What is asked:
**1.** In the screenplay post, what city does Caleb say he lives in?
**2.** Using the screenplay post, explain why the poster wrote this dialogue scene and why they are unsure whether it is formatted correctly.
**3.** Reproduce the screenplay post between "INT. KATIE'S BEDROOM" and "Caleb looks upset.", inclusive.

Selected excerpt:
╭──

# Please help me!



## jb_2764 (Nov 17, 2012)

I'm applying for a school, and one of the requirements is this: A dialogue scene between two people. Provide a one-paragraph introduction describing the two characters in screenplay format. (no more than three pages).

First of all, I have never ever written a screenplay, and I don't know screenplay format. Second, writing is not exactly my thing. So I looked up screenplay format, and tried my best. Please please please, can somebody tell me if I formatted it correctly? And can you also tell me how badly it sucks? Thanks!

INT. KATIE'S BEDROOM
The room is dark, except for the light from a television screen and a laptop screen. The television is playing a cartoon, but it's muted. The laptop is sitting on a bed in front of KATIE, a sixteen year old girl in pajamas. The light from the laptop shows that Katie has brunette hair piled in a bun on top of her head, and green eyes. On the computer screen is the face of CALEB, a man in his mid-twenties with black hair and the shadow of a beard. Katie has an exasperated expression, while Caleb looks upset.
KATIE
I really, really have to go now. It's already midnight, and I haven't even looked at my math homework.

CALEB
Please, Katie, don't leave yet. Just five more minutes. I haven't talked to you in days. 

KATIE
(looking down at her keyboard)
I know, but”¦

CALEB
I can help with your math! You can read it to me as you do it. I just want to hear your voice.

KATIE
(laughing)
You don't want to listen to algebra, Caleb. Look, I promise I'll talk to you tomorrow as soon as my parents go to bed, but I'm logging off now. 

CALEB
(suddenly extremely angry)
You keep doing this to me. You put me off and put me off. You always have something going on, you're too busy, you have too much homework, there's always something. 

Katie looks down again, and begins picking at the loose strings on her sock. Caleb's face becomes larger on the screen as he leans in closer to his webcam. 

CALEB (CONT'D)
You say you'll have time to talk, but you never do! And when you do talk to me, it's only for, like, an hour! I'm done. I don't know why you bother talking to me at all when you have so many better things to do.

Katie looks back up at the screen, appearing very concerned and guilty.
KATIE
I'm so sorry. Everything has been really busy and crazy lately, especially school. You know I'd always rather be talking to you, it's just not always possible. I swear I'll make more time, but for now, I can only talk for like five more minutes. Is that okay?

CALEB
I can do five minutes. 

Katie and Caleb do not speak for about twenty seconds. Katie looks around her dark room uncomfortably, searching for something to say. Caleb doesn't fidget. 

CALEB
So, you said you're going on your family vacation soon. Where are you going? 

KATIE
We're going to New York first, for a while, then to Boston, I think. 

CALEB
(smiling hugely)
Oh my God, this is great! I live in Boston, did I tell you that? We could meet!

Caleb laughs joyously, while Katie laughs, believing that he is kidding.

KATIE
(sarcastically)
Oh, yeah, that's a good idea. ”˜Hey mom and dad, I gotta go for a while, I'm going out to dinner with this random guy I met online'.

╰──

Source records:

╭──

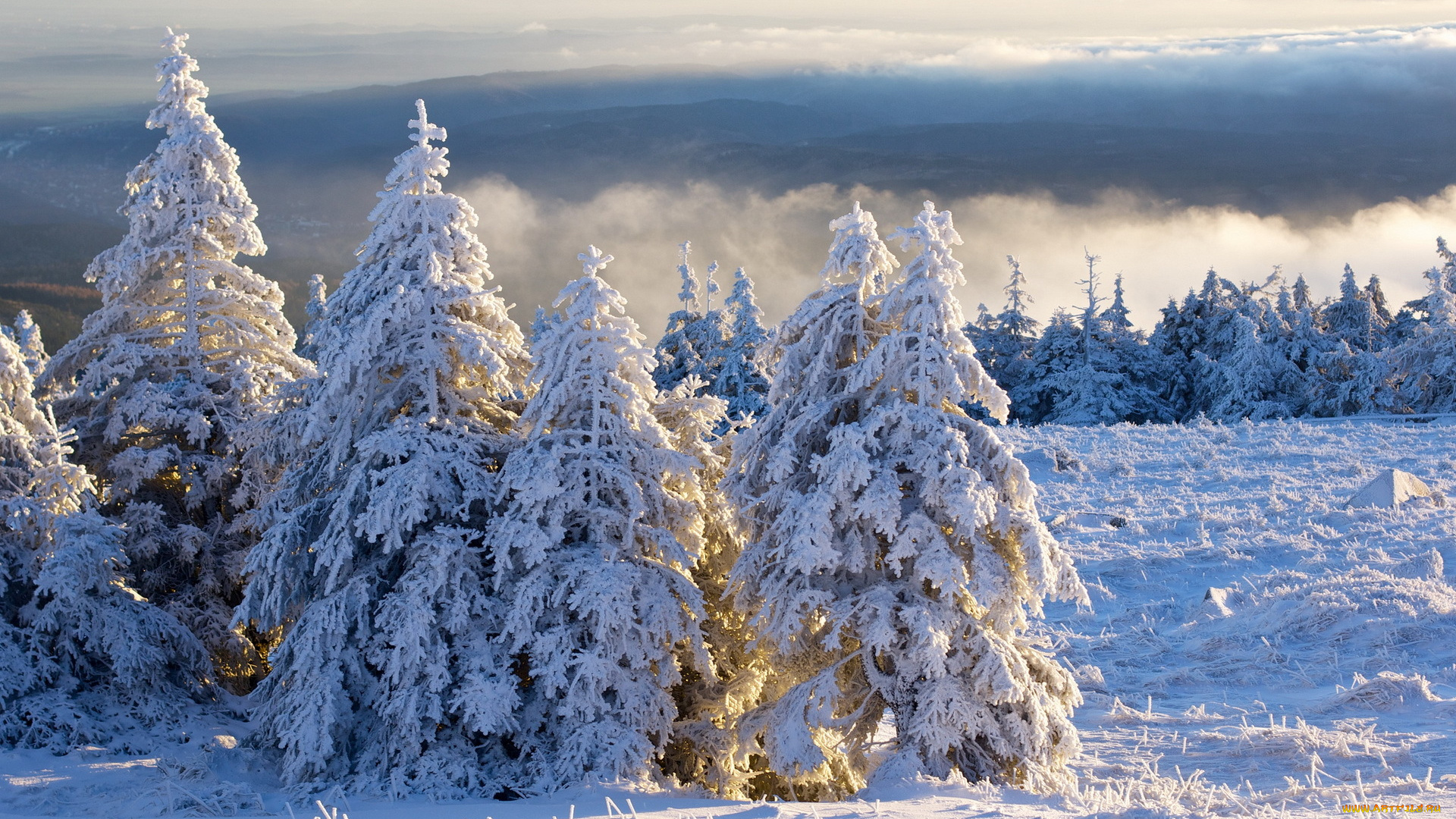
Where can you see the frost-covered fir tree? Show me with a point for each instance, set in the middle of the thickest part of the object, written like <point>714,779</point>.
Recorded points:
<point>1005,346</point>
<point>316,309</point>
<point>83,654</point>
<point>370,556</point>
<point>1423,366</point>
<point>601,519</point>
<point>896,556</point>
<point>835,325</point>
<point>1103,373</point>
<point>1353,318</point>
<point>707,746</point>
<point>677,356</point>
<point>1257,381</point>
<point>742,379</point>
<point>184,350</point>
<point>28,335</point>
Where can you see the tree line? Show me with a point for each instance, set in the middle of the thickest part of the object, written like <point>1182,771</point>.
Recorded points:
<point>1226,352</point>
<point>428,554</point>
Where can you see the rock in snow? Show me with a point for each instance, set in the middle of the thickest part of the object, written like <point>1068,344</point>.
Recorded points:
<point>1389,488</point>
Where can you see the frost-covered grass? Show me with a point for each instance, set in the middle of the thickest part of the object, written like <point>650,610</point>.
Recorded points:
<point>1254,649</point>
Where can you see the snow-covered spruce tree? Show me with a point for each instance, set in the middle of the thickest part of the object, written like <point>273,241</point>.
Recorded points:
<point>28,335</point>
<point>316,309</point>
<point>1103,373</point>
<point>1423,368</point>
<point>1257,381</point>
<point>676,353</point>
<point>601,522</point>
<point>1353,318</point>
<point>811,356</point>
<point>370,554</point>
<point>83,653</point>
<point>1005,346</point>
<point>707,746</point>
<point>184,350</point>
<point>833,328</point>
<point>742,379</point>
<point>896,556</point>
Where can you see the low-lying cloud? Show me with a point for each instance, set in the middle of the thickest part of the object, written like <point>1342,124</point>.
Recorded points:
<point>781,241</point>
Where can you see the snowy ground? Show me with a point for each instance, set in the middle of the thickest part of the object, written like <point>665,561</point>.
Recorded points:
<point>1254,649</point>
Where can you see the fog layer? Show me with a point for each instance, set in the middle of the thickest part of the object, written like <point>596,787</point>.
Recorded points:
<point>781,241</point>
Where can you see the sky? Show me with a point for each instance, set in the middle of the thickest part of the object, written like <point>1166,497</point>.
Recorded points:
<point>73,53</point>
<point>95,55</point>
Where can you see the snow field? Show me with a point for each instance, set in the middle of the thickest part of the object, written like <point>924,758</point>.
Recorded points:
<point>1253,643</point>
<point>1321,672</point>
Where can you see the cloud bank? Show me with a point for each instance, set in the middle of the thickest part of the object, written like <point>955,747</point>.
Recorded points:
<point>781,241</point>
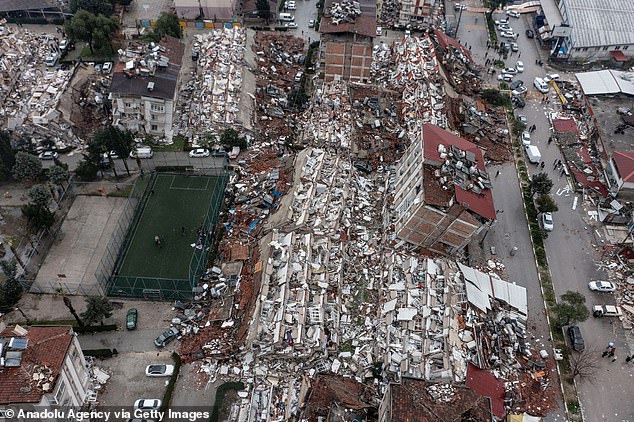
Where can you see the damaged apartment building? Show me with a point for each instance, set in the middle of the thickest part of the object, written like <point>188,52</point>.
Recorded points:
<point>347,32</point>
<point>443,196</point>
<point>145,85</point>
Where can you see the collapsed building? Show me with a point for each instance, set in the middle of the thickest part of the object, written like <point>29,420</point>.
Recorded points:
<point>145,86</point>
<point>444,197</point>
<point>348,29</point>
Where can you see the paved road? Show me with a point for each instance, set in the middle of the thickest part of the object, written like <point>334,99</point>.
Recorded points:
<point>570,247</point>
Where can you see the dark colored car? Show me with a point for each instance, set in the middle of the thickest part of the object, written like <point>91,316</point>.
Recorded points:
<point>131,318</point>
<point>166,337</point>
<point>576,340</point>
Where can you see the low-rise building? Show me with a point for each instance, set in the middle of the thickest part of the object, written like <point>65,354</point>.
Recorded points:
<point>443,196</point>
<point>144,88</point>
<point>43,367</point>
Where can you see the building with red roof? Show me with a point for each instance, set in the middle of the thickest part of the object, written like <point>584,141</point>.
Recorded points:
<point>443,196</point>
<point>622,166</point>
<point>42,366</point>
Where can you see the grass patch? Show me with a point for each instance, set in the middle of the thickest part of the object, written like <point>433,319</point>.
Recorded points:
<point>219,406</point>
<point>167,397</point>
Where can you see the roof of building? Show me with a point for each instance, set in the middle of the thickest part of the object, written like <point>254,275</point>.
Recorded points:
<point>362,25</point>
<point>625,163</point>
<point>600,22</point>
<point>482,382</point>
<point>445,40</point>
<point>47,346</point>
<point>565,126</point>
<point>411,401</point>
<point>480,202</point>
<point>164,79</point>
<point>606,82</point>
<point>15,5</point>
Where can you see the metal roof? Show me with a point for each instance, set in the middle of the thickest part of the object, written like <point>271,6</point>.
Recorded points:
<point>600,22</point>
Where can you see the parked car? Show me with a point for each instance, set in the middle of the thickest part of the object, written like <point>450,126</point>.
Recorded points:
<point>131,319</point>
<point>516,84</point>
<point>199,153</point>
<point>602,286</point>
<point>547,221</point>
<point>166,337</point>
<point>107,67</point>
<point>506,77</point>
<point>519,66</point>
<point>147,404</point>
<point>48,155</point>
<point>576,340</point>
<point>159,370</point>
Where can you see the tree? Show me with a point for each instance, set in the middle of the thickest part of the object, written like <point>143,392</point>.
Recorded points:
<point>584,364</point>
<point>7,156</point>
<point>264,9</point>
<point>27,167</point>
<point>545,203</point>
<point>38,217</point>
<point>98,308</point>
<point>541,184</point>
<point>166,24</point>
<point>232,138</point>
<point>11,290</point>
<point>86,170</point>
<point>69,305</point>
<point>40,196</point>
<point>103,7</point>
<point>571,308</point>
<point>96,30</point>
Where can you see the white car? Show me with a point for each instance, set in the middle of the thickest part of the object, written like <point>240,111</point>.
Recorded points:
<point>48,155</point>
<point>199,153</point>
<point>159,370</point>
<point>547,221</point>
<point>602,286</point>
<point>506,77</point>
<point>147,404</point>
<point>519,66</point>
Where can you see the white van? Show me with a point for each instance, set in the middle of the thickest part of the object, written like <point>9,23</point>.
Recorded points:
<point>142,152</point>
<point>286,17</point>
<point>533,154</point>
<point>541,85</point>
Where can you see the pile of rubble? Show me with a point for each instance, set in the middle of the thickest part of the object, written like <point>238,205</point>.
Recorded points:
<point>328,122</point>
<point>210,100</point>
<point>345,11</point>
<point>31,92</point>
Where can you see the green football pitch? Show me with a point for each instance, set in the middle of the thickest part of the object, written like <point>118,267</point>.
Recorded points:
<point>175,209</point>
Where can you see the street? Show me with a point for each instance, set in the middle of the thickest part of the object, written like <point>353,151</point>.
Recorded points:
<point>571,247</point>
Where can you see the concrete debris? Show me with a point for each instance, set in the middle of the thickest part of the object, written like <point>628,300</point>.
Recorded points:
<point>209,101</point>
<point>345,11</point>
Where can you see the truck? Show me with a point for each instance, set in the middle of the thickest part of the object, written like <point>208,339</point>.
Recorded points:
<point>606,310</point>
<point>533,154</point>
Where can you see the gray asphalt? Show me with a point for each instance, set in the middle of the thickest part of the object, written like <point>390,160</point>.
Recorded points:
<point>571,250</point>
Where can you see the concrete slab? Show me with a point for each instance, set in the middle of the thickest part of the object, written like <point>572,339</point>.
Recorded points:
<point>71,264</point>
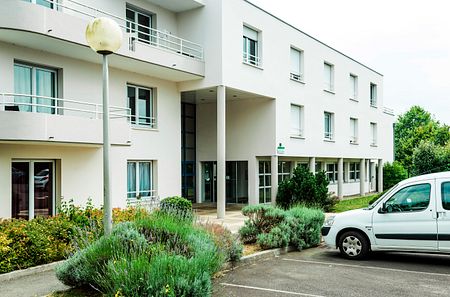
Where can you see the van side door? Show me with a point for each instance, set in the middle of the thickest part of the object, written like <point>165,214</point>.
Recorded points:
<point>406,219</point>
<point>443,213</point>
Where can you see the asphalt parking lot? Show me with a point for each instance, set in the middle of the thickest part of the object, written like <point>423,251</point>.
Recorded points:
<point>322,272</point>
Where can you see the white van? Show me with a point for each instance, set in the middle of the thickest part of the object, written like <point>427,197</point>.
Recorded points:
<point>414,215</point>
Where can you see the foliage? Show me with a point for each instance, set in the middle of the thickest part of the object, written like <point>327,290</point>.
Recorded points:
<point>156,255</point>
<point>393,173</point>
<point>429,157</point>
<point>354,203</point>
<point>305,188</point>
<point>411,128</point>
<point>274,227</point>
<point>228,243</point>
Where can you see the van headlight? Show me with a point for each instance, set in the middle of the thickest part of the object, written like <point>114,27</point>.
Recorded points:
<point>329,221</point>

╰──
╭──

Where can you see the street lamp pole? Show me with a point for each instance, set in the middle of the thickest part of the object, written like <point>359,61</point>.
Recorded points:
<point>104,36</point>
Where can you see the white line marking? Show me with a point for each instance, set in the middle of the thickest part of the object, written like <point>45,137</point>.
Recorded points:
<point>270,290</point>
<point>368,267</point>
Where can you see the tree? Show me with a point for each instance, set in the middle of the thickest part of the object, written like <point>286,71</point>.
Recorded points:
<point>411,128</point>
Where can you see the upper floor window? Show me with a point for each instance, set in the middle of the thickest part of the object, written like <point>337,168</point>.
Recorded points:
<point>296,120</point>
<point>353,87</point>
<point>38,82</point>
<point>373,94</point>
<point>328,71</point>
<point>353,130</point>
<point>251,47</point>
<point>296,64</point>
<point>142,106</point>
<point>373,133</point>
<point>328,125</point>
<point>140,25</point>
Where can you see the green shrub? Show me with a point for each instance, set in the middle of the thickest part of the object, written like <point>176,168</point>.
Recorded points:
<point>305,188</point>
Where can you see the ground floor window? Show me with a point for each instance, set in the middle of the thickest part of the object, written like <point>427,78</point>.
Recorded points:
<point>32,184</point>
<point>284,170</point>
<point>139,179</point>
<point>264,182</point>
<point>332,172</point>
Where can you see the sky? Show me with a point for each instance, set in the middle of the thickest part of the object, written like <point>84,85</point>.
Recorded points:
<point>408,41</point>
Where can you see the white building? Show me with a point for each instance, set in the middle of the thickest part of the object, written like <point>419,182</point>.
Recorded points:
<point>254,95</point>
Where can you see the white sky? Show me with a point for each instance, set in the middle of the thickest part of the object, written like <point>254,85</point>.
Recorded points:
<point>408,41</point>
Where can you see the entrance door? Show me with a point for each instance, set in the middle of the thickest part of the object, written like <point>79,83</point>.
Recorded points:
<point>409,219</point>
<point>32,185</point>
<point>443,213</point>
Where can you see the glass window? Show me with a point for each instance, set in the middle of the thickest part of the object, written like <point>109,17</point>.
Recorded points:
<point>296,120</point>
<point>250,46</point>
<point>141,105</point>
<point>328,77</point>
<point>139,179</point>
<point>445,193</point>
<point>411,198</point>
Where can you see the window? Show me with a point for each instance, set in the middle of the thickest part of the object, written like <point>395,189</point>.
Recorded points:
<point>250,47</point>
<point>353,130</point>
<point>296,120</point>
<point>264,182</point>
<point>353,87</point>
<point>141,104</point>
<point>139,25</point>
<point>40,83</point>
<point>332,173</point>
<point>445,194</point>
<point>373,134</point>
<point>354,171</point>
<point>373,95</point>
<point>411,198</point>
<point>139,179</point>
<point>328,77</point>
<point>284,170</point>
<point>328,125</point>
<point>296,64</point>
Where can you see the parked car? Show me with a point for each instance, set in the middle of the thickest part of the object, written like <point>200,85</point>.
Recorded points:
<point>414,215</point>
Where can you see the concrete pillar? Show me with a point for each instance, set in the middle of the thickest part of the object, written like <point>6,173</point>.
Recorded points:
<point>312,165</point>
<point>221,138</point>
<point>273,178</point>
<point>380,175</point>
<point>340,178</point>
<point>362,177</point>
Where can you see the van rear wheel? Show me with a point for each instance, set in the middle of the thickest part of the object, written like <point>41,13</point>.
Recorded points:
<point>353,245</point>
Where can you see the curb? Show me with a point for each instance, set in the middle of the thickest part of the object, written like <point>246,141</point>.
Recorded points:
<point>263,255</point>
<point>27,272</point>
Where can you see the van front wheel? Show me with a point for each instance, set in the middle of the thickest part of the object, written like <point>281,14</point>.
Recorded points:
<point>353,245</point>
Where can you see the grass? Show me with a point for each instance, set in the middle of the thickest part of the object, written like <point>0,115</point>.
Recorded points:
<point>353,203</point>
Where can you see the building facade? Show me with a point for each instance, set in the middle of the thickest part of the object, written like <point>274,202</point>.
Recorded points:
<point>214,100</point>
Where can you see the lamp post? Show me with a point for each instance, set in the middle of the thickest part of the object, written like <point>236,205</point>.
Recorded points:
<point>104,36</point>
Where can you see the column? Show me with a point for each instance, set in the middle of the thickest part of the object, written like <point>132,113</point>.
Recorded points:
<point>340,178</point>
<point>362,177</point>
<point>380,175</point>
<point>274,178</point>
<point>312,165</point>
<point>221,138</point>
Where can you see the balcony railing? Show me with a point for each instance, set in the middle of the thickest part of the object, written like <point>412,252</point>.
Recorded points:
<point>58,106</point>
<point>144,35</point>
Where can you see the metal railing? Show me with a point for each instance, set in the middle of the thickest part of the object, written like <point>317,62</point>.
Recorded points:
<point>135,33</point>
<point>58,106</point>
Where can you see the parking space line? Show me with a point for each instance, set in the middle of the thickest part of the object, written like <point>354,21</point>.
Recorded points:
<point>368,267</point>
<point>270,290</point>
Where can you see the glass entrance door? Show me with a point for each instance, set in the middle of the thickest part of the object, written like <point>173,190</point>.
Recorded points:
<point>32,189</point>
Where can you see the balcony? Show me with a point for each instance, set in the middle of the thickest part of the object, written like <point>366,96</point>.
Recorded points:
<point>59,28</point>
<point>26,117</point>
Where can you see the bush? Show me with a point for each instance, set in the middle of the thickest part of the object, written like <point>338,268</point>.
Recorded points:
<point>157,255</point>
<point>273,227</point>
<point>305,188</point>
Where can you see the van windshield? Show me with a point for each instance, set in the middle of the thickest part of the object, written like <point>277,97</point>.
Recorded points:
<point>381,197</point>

╰──

The responses:
**1.** Boston.

**2.** The poster is applying to a school that requires a dialogue scene between two people in screenplay format. They are unsure about the formatting because they have never written a screenplay and did not know the format, so they looked it up and tried their best.

**3.**
INT. KATIE'S BEDROOM
The room is dark, except for the light from a television screen and a laptop screen. The television is playing a cartoon, but it's muted. The laptop is sitting on a bed in front of KATIE, a sixteen year old girl in pajamas. The light from the laptop shows that Katie has brunette hair piled in a bun on top of her head, and green eyes. On the computer screen is the face of CALEB, a man in his mid-twenties with black hair and the shadow of a beard. Katie has an exasperated expression, while Caleb looks upset.